**PROBLEM TO SOLVE:** Produce a verbatim copy of the entries listed below.

**SOURCE MATERIAL:**
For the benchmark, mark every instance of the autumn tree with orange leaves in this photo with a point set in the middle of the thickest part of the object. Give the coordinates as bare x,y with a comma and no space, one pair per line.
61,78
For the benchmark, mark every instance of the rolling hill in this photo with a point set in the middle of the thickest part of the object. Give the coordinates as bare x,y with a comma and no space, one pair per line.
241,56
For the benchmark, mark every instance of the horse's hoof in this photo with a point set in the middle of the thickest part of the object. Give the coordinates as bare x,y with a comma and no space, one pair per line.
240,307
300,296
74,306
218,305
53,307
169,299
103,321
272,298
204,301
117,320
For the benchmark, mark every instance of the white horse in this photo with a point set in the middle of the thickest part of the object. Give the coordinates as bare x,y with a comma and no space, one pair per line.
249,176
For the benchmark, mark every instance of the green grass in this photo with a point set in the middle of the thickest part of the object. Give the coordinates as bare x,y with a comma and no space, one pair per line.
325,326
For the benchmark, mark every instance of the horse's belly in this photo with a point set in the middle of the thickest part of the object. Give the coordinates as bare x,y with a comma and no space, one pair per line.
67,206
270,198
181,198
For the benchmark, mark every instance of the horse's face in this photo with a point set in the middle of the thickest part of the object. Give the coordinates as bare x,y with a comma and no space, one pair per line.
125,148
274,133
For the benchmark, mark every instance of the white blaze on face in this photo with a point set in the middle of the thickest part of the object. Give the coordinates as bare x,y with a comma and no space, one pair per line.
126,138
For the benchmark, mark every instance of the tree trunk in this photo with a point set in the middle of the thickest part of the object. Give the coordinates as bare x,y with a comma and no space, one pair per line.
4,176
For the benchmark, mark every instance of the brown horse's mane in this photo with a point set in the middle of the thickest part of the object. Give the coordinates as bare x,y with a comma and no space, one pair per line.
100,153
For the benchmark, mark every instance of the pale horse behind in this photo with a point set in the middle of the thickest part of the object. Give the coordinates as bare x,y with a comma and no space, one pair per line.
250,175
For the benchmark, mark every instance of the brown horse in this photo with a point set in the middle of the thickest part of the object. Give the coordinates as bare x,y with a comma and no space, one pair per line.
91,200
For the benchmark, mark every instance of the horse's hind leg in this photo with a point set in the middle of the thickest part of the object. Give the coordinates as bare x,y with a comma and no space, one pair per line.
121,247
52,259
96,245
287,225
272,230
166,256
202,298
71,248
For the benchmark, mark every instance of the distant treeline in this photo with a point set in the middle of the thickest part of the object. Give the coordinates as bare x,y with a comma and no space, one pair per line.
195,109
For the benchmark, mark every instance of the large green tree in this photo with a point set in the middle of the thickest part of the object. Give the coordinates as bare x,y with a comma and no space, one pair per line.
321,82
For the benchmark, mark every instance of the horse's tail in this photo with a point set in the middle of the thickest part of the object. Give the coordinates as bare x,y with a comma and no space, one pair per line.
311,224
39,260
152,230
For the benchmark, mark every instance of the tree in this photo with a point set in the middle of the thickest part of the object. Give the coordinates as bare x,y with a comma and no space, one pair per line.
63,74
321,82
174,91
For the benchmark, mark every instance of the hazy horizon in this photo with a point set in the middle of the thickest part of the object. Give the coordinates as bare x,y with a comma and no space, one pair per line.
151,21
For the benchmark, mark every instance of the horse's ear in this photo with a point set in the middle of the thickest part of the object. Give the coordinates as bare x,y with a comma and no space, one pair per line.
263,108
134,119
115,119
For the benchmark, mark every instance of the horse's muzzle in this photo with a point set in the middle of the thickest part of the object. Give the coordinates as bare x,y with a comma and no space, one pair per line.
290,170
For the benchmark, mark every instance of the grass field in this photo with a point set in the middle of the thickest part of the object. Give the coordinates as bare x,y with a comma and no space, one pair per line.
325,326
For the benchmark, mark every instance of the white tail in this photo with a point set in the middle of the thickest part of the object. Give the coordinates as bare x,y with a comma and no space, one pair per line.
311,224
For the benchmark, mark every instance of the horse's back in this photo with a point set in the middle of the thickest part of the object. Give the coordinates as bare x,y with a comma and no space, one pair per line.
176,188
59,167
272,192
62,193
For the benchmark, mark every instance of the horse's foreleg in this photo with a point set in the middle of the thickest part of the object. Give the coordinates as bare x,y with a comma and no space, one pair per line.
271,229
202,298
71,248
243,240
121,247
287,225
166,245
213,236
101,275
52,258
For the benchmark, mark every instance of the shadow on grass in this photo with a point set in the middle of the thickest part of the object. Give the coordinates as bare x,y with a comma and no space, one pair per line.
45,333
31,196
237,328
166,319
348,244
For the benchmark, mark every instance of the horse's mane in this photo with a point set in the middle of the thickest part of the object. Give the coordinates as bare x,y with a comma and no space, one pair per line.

**SOLUTION BELOW:**
For the benchmark, mark every instance of the autumn tree with orange leaves in this photo with a point set in the middle of the thickest part of the object. Give the coordinates as bare x,y with a comma and no space, one pair per line.
61,78
For the benchmark, mark every instance of the rolling hill in this photo with a point set in the middle of the thickest part of the object. Give the coordinates as bare x,y with a comma and no space, one pair per line.
241,56
For the benchmark, mark every instance of the horse's hoof in this photo with a point set in the middle of the thickest part of the object. Give the coordinates as bare x,y with a comma and no space, one pair per line.
240,307
300,296
74,306
218,305
53,307
169,299
103,321
272,298
204,301
117,320
For the benchmark, mark every instance of the white horse in this photo with a point set in the middle of the thickest part of the object. Give the coordinates as bare x,y with a comma and no space, one pair per line.
249,176
For the benchmark, mark every instance of the green grass in this photo with a point set in the middle of the thickest part of the object. Give the coordinates as bare x,y with a comma and no space, one pair per line.
325,326
For the benchmark, mark every instance of the horse's belly in this photo with a point set in the middle of the thickest part of the object. Give the coordinates as bare x,y with a comma and no space, one pair per line.
67,206
270,198
181,198
For the benchmark, mark every instance of the horse's face in this photo with a point set in the middle of the thickest part of the object. Give the coordinates as bare x,y with a comma and no space, one pair per line.
125,148
274,133
For the benchmark, mark every instance of the white blaze on face in this photo with a point set in the middle of the thickest part of the object. Give the coordinates as bare x,y with a comma and no space, one pair per line.
126,138
For the benchmark, mark every instance of the tree trunk in this photo with a point set in the middle of the thickest part of the object. Give the coordinates as bare x,y with a comma and no space, one pair per line.
4,176
For the benchmark, mark every instance of the brown horse's mane in this photo with a point set in the middle of the thickest part of the object. Give the coordinates as bare x,y with a comma and no space, one pair per line.
100,153
For the benchmark, mark every instance of the pale horse behind in this photo with a point set in the middle of the thickest part of the object. Give the coordinates as bare x,y with a comma and no space, one pair per line.
250,175
For the benchmark, mark every instance of the brown horse in this photo with a point set in the middle of the thickest part of the object. Give the coordinates as bare x,y with a comma and no space, one pair per line.
91,200
For the benchmark, mark every instance of the horse's hind leg in this photo with a point set in the middle of the thickest part of the object. Give the coordinates as bare x,y with a comma and no space, one pair per line.
121,247
52,259
96,245
287,225
272,230
166,256
202,298
71,248
For the benchmark, mark every instance of the distant treeline in this photo with a point set in the middle of the thickest part of the object. Give the coordinates as bare x,y with a comma and no space, one pair per line.
195,109
For the benchmark, mark every instance of the large green tree in this photo with a point set in the middle of the thickest part of the object. Give the coordinates as bare x,y with a comma and no space, one pair per line.
321,82
For the benchmark, mark every instance of the horse's tail in this photo with a point set in the middle of the thickest part of the object. Give the coordinates as bare x,y with a comma and no space, one pair per line.
311,224
39,260
152,230
For the benchmark, mark every instance of the tree in this photo with a point set in the middle of the thickest part of the object. Give the coordinates as bare x,y with a comma and no space, one pair per line.
63,74
321,82
174,91
For the benchmark, mark every instance of the hazy horizon in this photo with a point set in the middle of the thickest part of the object. Give the coordinates as bare x,y with a comma and no space, one pair per line.
151,21
For the benchmark, mark every instance of the horse's ear in this photo with a point set in the middle of the thickest part of the object. Give the coordinates as bare x,y with a comma and no space, one pair per line.
263,108
134,119
115,119
For the benchmark, mark every instance of the horse's muzzle in this photo with a point set in the middle of the thickest part of the object. Give the coordinates as bare x,y with a comma and no space, one pair per line.
290,170
For the benchmark, mark every instance of the grass field in this photo with a point set in the middle of the thickest part of the object. Give the coordinates as bare x,y with a comma and no space, one pair per line.
325,326
For the benchmark, mark every instance of the white tail in this photo with a point set in the middle of the thickest part of the object. Give the coordinates as bare x,y with a comma and no space, one pair per line.
311,224
For the benchmark, mark every instance of the horse's back in this photo with a point set in the middle of the thickest part of the object. Give the coordinates as bare x,y with a comma and no space, one pair per line.
176,188
59,167
272,192
62,193
For the benchmark, mark every instance of the horse's foreleg in this photo with a point set in the middle of the thickest part of the object. Give the coordinates as bare x,y with a comma and no space, one pair per line.
271,229
202,298
71,248
243,240
121,247
287,225
166,245
213,236
101,275
52,258
For the benchmark, mark every instance of the shadow on grass in this photo with a point set in the middle of the thickest part of the object. Give the coordinates as bare x,y with a comma and no space, one pair per line.
45,333
31,196
237,328
166,319
348,244
For the benchmark, mark every instance of the horse's mane in this photo with a point set in the middle of the thickest part of the object. Give the coordinates as bare x,y with a comma and no space, one pair per line.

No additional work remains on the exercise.